Directions for this task. Rewrite the records below, putting "cap" in place of every "beret" and leaving everything else unchanged. Leave the pictures out of your answer.

Provided data.
..........
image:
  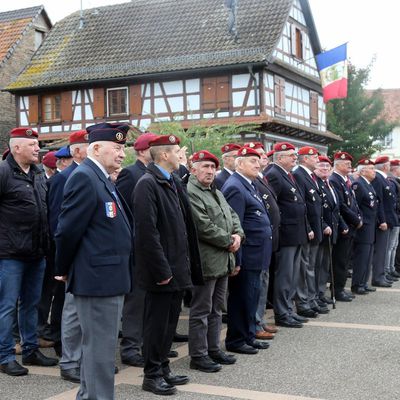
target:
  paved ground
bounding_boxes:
[0,283,400,400]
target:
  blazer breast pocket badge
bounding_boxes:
[104,201,117,218]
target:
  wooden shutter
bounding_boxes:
[274,75,285,115]
[29,95,39,124]
[216,76,230,110]
[310,92,318,126]
[61,92,72,121]
[93,88,104,118]
[129,85,142,115]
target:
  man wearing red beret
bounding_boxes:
[0,128,58,376]
[329,151,362,302]
[215,143,241,190]
[133,135,203,395]
[266,142,312,328]
[187,150,244,372]
[372,156,399,287]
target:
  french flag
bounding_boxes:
[316,43,347,103]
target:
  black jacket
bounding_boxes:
[133,163,203,292]
[0,153,48,261]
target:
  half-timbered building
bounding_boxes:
[8,0,340,150]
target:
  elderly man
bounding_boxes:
[222,147,272,354]
[215,143,240,190]
[266,142,314,328]
[187,150,244,372]
[351,159,378,295]
[0,128,57,376]
[329,151,362,302]
[133,135,203,395]
[55,123,132,400]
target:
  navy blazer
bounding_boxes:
[222,172,272,271]
[214,168,231,190]
[371,172,399,228]
[293,166,328,244]
[329,172,362,236]
[353,176,378,244]
[55,159,133,297]
[266,164,311,246]
[46,161,78,238]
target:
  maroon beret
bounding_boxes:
[375,156,390,164]
[297,146,319,156]
[10,128,39,139]
[192,150,219,168]
[274,142,296,152]
[237,147,261,158]
[221,143,241,154]
[133,132,157,151]
[69,129,89,144]
[149,135,181,147]
[333,151,353,161]
[42,151,57,169]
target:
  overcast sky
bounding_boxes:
[0,0,400,88]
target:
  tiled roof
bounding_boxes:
[8,0,293,90]
[0,6,43,61]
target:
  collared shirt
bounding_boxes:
[88,156,110,179]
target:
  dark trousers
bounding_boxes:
[332,235,353,293]
[143,291,183,378]
[225,269,261,349]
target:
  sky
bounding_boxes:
[0,0,400,89]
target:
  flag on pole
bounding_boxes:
[316,43,347,103]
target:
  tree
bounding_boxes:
[327,63,395,161]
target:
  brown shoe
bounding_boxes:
[39,338,55,349]
[256,331,275,340]
[263,325,278,333]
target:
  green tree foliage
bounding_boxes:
[327,64,395,161]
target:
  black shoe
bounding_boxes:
[60,368,81,383]
[142,377,176,396]
[335,291,353,302]
[121,354,144,368]
[351,286,368,295]
[371,281,392,287]
[208,350,236,365]
[167,350,179,358]
[22,350,58,367]
[247,340,269,350]
[275,317,303,328]
[174,332,189,342]
[0,360,29,376]
[297,309,318,318]
[190,356,222,372]
[164,371,189,386]
[226,344,258,354]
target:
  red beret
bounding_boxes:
[244,142,264,150]
[221,143,241,154]
[69,129,89,144]
[10,128,39,139]
[375,156,390,164]
[333,151,353,161]
[149,135,181,146]
[297,146,319,156]
[274,142,296,152]
[267,150,275,157]
[318,156,332,165]
[42,151,57,168]
[357,158,375,165]
[192,150,219,168]
[133,132,157,151]
[238,147,261,158]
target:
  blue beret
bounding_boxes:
[54,146,72,158]
[86,122,129,144]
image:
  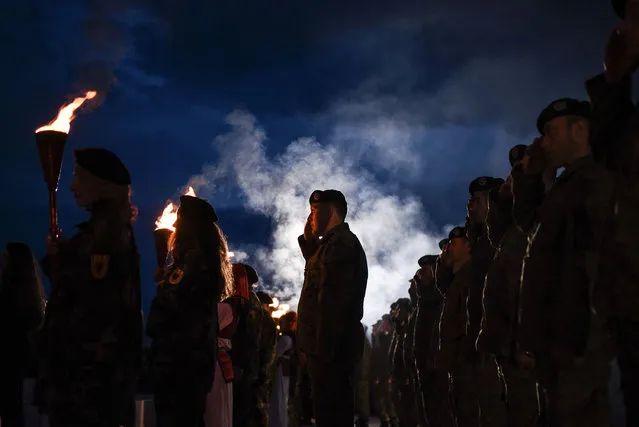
..........
Complete response.
image:
target:
  paved ground
bounding_boxes:
[0,283,400,400]
target:
  blazer breast pocket badge
bounding_boxes:
[104,201,117,218]
target:
  wooden shutter
bounding_boxes:
[274,75,285,115]
[29,95,39,124]
[216,76,230,110]
[310,92,318,126]
[61,92,72,121]
[93,88,104,118]
[129,85,142,115]
target:
  man wearing red cap
bounding_boxes:
[0,128,58,376]
[329,151,362,302]
[215,143,241,190]
[133,135,203,395]
[266,142,312,328]
[187,150,244,372]
[372,156,399,287]
target:
  french flag
bounding_boxes:
[316,43,347,103]
target:
  black jacket
bounding_boxes:
[133,163,203,292]
[0,153,48,261]
target:
  half-timbered building
bounding_boxes:
[8,0,340,150]
target:
  elderly man
bounding_boxes:
[222,147,272,354]
[215,143,240,190]
[266,142,314,328]
[187,150,244,372]
[351,159,378,295]
[0,128,57,376]
[329,151,362,302]
[133,135,203,395]
[55,123,132,400]
target:
  navy blazer
bounding_boxes:
[222,172,272,271]
[214,168,231,190]
[371,172,399,228]
[293,166,328,244]
[329,172,362,236]
[353,176,378,244]
[55,159,133,297]
[266,164,311,246]
[46,161,78,238]
target:
  maroon cap
bounding_boxes:
[375,156,390,164]
[297,146,319,156]
[10,128,39,139]
[192,150,219,168]
[274,142,296,152]
[237,147,261,158]
[221,143,241,154]
[133,132,157,151]
[69,129,89,144]
[149,135,181,147]
[333,151,353,161]
[42,151,57,169]
target:
  overcast sky
bounding_boxes:
[0,0,400,88]
target:
  tiled roof
bounding_boxes:
[8,0,293,90]
[0,6,43,61]
target:
  collared shirt
bounding_boxes:
[88,156,110,179]
target:
  dark trousers
bounding_boxes:
[332,235,353,293]
[143,291,183,378]
[225,269,261,349]
target:
  sky
bounding_boxes:
[0,0,400,89]
target:
  flag on pole
bounding_boxes:
[316,43,347,103]
target:
  tree
bounding_boxes:
[327,63,395,161]
target:
  brown shoe
bounding_boxes:
[39,338,55,349]
[256,331,275,340]
[263,325,278,333]
target:
  green tree foliage
bounding_boxes:
[327,64,395,161]
target:
  black shoe
bounding_boxes:
[60,368,81,383]
[142,377,176,396]
[335,291,353,302]
[121,354,144,368]
[351,286,368,295]
[371,281,392,287]
[208,350,236,365]
[167,350,179,358]
[22,350,58,367]
[247,340,269,350]
[275,317,303,328]
[174,332,189,342]
[0,360,29,376]
[297,309,318,318]
[190,356,222,372]
[164,371,189,386]
[226,344,258,354]
target:
  red cap
bounding_boxes:
[244,142,264,150]
[221,143,241,154]
[69,129,89,144]
[10,128,39,139]
[375,156,390,164]
[333,151,353,161]
[149,135,181,146]
[297,146,319,156]
[274,142,296,152]
[267,150,275,157]
[318,156,332,165]
[42,151,57,168]
[357,158,375,165]
[192,150,219,168]
[133,132,157,151]
[238,147,261,158]
target:
  blue cap
bounding_boxes:
[54,146,72,158]
[86,122,129,144]
image:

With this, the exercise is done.